▶ **EXCERPT**
— begin —

Running Replicant

Running Replicant #

Replicant must be run in one of three replication modes: full, snapshot, realtime, and delta-snapshot. When starting Replicant, you must specify your desired mode of replication using a command line argument (full, realtime, or delta-snapshot). In addition to the multiple different modes, Replicant can also be run with additional settings/options. All of the modes, options, and commands to run Replicant are explained below.

Replicant full mode #

With Basic Configurations

Enter the following command to run Replicant in full mode with only minimal configurations:

./bin/replicant full conf/conn/source_database_name_src.yaml \
conf/conn/target_database_name.yaml \
--extractor conf/src/source_database_name.yaml \
--filter filter/source_database_name_filter.yaml

With Advanced Configurations

Enter the following command to run Replicant in full mode with advanced configurations:

./bin/replicant full conf/conn/source_database_name.yaml \
conf/conn/target_database_name.yaml \
--extractor conf/src/source_database_name.yaml \
--applier conf/dst/target_database_name.yaml \
--notify conf/notification/notification.yaml \
--statistics conf/statistics/statistics.yaml \
--metadata conf/metadata/database_name.yaml \
--filter filter/source_database_name_filter.yaml \
--id repl1 --replace --overwrite

In full mode, Replicant transfers all existing data from the source to the target database setup with a one-time data snapshot. Replicant first creates the destination schemas after that is complete, Replicant transfers the existing data from the source to the destination. Additionally, Replicant will continue synchronizing the destination with the source, even after the snapshot is completed.

As soon as the snapshot data movement is done, Replicant will seamlessly transition from snapshot migration to continuous replication. Once the smooth transition is ensured, Replicant will start listening for incoming changes in the source database using log-based CDC.

Finally, Replicant in full mode can either be run with only the bare minimum required configurations which are outlined in the source and target database setup instructions, or it can be run with the advanced configurations, outlined in additional replicant configurations setup instructions.

Note: Replicant shows various useful replication statistics in the dashboard while the replication is in progress.

Replicant snapshot mode #

Use the following command to run Replicant in snapshot mode:

./bin/replicant snapshot \
 conf/conn/source_database_name_src.yaml \
 conf/conn/target_database_name_dst.yaml \
 --extractor conf/src/source_database_name.yaml \
 --applier conf/dst/target_database_name.yaml  \
 --filter filter/source_database_name_filter.yaml \
 --id repl2 --replace –overwrite

In snapshot mode, Replicant first creates the destination schemas, just as in full mode. Once the schemas are created, Replicant captures all the existing data from the source and transfers it to the destination, also known as Replicant’s data snapshot. Once all data has been moved to the destination, a summary file will be generated and sent in an email notification if you have configured Replicant to do so. After finishing the snapshot, Replicant will immediately shut down.

— end —

▶ **MATERIAL**
— begin —

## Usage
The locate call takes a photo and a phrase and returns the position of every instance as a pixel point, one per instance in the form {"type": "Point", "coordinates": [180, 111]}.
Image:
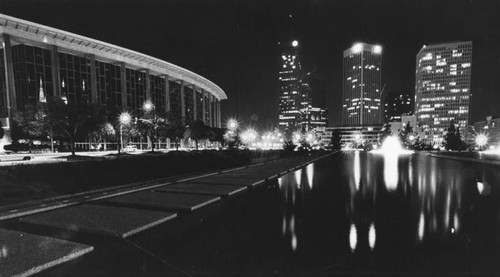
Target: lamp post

— end —

▶ **PROBLEM SET**
1. From the page on running Replicant, return the passage that begins at the words "As soon as the" and stops after the words "is in progress.".
2. According to the page on running Replicant, what method does Replicant use in full mode to listen for incoming changes in the source database once the snapshot is done?
3. Write what comes next in the page on running Replicant, starting after its final sentence.

▶ **IN RESPONSE**
1.
As soon as the snapshot data movement is done, Replicant will seamlessly transition from snapshot migration to continuous replication. Once the smooth transition is ensured, Replicant will start listening for incoming changes in the source database using log-based CDC.

Finally, Replicant in full mode can either be run with only the bare minimum required configurations which are outlined in the source and target database setup instructions, or it can be run with the advanced configurations, outlined in additional replicant configurations setup instructions.

Note: Replicant shows various useful replication statistics in the dashboard while the replication is in progress.

2. Log-based CDC.

3.
Replicant realtime mode #

Use the following command to run Replicant in realtime mode:

./bin/replicant realtime conf/conn/source_database_name_src.yaml \
conf/conn/target_database_name_dst.yaml \
--extractor conf/src/source_database_name.yaml \
--applier conf/dst/target_database_name.yaml  \
--filter filter/source_database_name_filter.yaml \
--id repl2 --replace –overwrite

In real-time mode, replicant first creates the destination schemas if they are not already present. If the destination schemas are present, Replicant appends to the existing tables. In real-time mode Replicant starts replicating real-time operations obtained from log-based CDC. By default, real-time mode starts replicating from latest log position, but a custom start position can be specified by the user in real-time section of extractor configuration file.

Replicant delta-snapshot mode #

Use the following command to run Replicant in delta snapshot mode:

/bin/replicant delta-snapshot \
conf/conn/source_database_name_src.yaml \
conf/conn/target_database_name_dst.yaml \
--extractor conf/src/source_database_name.yaml \
--applier conf/dst/target_database_name.yaml  \
--filter filter/source_database_name_filter.yaml \
--id repl2 --replace –overwrite

The delta snapshot is a recurring snapshot which replicates the delta of the records which have been inserted/updated since the previous delta snapshot iteration. In this mode, Replicant uses the delta-snapshot key column and the recovery table to identify the set of delta records which have been inserted/updated/deleted since the previous delta snapshot iteration.

To know how you can specify delta snapshot parameters in Extractor configuration file, see Delta Snapshot Mode in Extractor Configuration.

Replicant initialization mode #

Use the following command to run Replicant in init mode:

./bin/replicant init conf/conn/source_database_name_src.yaml \
conf/conn/target_database_name_dst.yaml

In init mode, Replicant will retrieve the existing source schemas and create equivalent schemas on the destination.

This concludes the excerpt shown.